Page excerpt:
BEGIN

SAN DIEGO — The investigational drug sitaxsentan was safe and effective for treating pulmonary arterial hypertension in a study of 48 patients for whom the only currently approved oral therapy, bosentan, was ineffective or toxic.

The findings suggest that “patients who are getting a good therapeutic benefit from an endothelin antagonist, but are having problems with liver toxicity on bosentan, can be safely changed to sitaxsentan with a low likelihood of recurrence, and thereby still get the benefit of an endothelin antagonist,” Raymond Benza, M.D., said at the 100th International Conference of the American Thoracic Society.

Both bosentan and sitaxsentan are orally administered endothelin-receptor antagonists, but bosentan blocks both the “A” and “B” receptor subtypes, whereas sitaxsentan is highly selective for the A subtype. Unlike twice-daily bosentan, sitaxsentan can be given once daily because it is metabolized differently and has a longer duration of action, said Dr. Benza of the University of Alabama, Birmingham.

All patients in the randomized, double-blind, multicenter trial, called STRIDE-6, either had idiopathic (primary) pulmonary arterial hypertension (PAH) or had developed the syndrome as a consequence of having either connective tissue disease or congenital heart disease.

Overall, 35 of the patients in the study had discontinued bosentan because of an inadequate clinical response (the “efficacy subset”). The other 13 patients had discontinued bosentan therapy because of safety issues (the “safety subset”), 1 because of a rash, and 12 because of liver toxicity (liver enzyme elevations to greater than three times the upper limit of normal). Liver toxicity historically occurs in 10%–15% of patients treated with bosentan.

Patients in each of the two subsets were randomized to 50 mg or 100 mg of sitaxsentan and tested 12 weeks later for changes in 6-minute walk distance, WHO functional class (an index of severity), and Borg dyspnea score (a measure of breathing difficulty).

At the trial's end, 5 of the 15 subjects on the 100-mg sitaxsentan dose in the efficacy subset showed at least 15% improvements in 6-minute walk distance, with similar results for the other two efficacy criteria. (The 50-mg dose had lower efficacy.) In total, five patients in the efficacy subset dropped out of the study before its completion. None of the 35 patients in this subset experienced any liver toxicity on sitaxsentan.

END

Referring expression pointing data
BEGIN

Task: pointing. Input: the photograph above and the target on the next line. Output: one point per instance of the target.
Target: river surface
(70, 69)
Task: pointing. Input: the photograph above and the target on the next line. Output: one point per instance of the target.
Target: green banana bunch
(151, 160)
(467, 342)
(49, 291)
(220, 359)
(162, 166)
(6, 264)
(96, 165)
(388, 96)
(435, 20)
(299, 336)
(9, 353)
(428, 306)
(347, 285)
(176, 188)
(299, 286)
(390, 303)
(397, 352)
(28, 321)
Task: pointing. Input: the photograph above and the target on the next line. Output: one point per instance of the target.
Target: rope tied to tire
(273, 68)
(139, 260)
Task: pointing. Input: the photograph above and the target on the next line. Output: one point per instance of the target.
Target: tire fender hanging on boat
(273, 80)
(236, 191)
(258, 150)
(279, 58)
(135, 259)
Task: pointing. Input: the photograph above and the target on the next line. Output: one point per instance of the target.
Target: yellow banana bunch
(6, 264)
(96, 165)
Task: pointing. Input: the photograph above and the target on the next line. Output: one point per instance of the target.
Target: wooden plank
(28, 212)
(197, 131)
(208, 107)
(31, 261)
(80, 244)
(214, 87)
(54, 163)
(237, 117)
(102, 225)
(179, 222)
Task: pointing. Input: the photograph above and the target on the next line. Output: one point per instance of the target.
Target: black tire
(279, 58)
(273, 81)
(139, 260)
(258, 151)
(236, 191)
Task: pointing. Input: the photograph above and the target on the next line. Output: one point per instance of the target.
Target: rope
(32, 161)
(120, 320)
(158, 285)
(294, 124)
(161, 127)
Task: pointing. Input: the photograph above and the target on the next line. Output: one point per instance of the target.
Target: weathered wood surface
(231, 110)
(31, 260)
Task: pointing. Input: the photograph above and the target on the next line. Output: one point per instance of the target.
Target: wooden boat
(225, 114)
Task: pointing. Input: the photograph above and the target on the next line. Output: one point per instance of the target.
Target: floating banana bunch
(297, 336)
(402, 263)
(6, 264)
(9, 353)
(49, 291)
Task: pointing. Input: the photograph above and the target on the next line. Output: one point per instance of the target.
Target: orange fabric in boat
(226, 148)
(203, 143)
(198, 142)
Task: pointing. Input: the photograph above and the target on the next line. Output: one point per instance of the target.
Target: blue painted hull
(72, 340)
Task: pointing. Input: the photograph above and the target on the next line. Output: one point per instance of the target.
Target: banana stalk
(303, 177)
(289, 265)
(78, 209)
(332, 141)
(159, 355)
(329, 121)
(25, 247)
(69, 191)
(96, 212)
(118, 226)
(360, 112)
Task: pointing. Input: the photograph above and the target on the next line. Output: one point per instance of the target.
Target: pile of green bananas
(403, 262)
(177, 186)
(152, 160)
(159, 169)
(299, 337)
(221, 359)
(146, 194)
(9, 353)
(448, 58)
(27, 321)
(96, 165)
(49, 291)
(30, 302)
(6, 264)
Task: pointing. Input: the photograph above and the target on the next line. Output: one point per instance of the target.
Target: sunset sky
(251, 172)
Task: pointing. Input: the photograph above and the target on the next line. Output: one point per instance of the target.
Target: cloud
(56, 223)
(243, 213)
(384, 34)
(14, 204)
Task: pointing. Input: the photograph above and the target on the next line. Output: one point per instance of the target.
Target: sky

END
BEGIN

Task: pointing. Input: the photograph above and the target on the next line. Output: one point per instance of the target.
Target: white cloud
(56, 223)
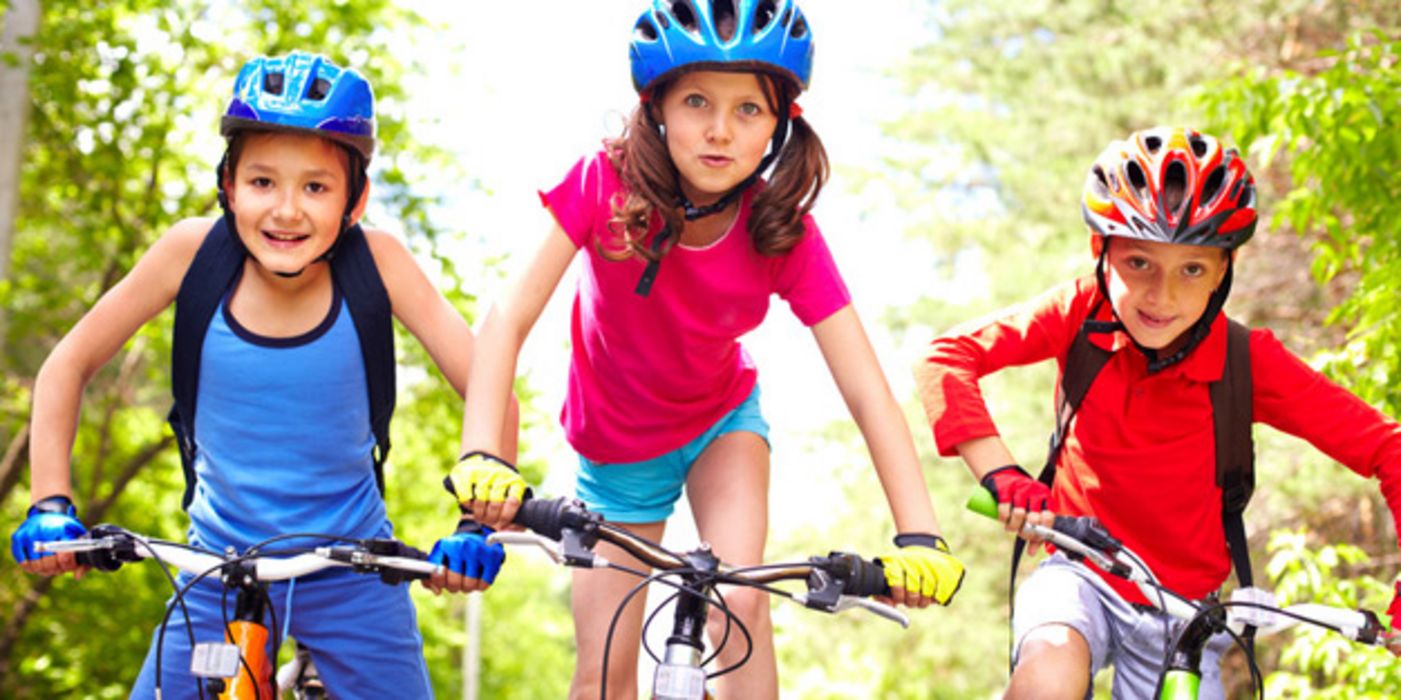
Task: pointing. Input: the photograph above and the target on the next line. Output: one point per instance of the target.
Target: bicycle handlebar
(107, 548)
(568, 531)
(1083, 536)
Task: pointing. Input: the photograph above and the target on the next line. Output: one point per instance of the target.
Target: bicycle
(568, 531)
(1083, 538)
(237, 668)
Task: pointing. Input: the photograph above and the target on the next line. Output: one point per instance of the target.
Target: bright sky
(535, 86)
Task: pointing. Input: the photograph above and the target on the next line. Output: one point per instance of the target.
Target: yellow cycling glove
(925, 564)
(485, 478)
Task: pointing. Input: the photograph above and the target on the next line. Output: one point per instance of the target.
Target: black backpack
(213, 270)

END
BEGIN

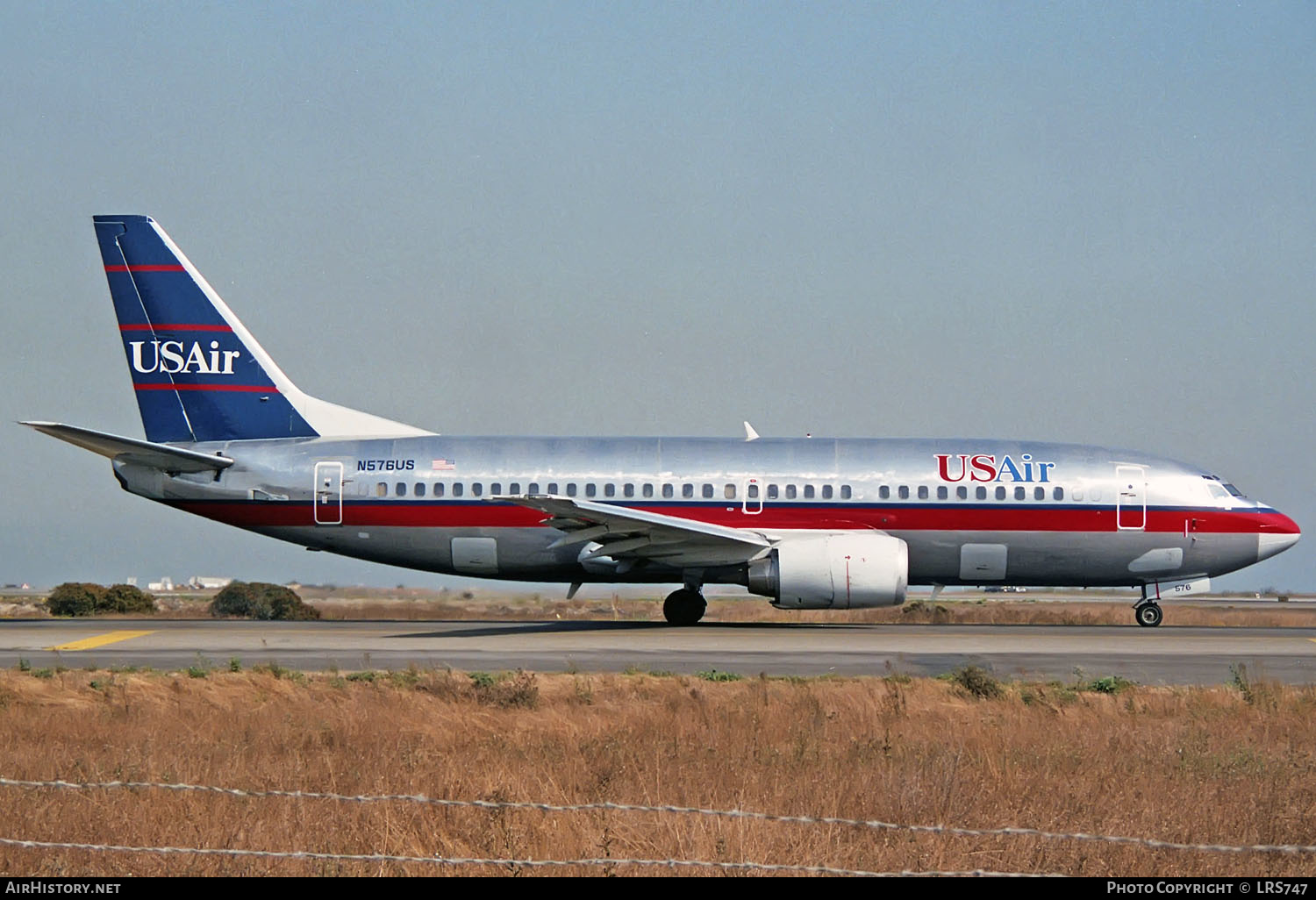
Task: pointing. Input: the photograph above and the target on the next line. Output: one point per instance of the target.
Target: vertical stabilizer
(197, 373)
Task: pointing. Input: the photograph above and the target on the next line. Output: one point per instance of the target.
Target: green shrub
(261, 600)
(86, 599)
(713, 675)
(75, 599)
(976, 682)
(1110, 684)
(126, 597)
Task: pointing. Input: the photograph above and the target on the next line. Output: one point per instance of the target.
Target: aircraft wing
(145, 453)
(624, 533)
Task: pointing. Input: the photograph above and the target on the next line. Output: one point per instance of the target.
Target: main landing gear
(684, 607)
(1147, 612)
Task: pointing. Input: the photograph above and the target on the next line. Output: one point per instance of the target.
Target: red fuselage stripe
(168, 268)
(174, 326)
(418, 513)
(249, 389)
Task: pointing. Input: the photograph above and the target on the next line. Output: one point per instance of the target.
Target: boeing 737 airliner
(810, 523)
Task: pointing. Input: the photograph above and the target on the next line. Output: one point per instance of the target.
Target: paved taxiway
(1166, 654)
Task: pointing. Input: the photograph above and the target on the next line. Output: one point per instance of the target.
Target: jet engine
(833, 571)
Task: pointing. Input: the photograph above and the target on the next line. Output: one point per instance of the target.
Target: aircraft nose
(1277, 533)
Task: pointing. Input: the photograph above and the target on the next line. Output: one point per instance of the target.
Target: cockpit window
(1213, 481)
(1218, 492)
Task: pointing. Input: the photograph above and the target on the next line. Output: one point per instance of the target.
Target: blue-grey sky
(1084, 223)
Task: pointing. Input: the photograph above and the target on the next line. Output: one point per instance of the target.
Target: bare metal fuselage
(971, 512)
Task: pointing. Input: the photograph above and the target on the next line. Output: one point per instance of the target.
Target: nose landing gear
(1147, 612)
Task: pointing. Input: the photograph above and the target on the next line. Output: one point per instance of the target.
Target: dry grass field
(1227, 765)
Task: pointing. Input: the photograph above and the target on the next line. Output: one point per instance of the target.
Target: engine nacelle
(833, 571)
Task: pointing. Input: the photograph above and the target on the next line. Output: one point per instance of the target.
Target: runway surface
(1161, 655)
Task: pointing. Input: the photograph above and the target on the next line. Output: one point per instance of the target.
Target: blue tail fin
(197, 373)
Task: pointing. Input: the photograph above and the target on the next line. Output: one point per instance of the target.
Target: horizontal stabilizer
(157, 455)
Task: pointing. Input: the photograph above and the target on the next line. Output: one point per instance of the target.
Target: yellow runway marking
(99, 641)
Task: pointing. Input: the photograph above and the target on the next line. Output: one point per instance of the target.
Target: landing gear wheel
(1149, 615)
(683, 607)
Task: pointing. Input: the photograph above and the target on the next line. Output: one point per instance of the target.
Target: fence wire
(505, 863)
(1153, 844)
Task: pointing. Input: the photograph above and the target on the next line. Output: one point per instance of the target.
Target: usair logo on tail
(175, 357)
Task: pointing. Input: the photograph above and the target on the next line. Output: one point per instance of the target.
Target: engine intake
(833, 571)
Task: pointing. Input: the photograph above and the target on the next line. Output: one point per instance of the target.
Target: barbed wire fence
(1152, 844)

END

Work task 1:
Retype the sitaxsentan article from "Overall, 35 of" to "treated with bosentan.".
Work task 2:
In the sitaxsentan article, how many safety-subset patients stopped bosentan because of liver toxicity?
The records have nothing to do with this.

Exercise output 1:
Overall, 35 of the patients in the study had discontinued bosentan because of an inadequate clinical response (the “efficacy subset”). The other 13 patients had discontinued bosentan therapy because of safety issues (the “safety subset”), 1 because of a rash, and 12 because of liver toxicity (liver enzyme elevations to greater than three times the upper limit of normal). Liver toxicity historically occurs in 10%–15% of patients treated with bosentan.

Exercise output 2:
12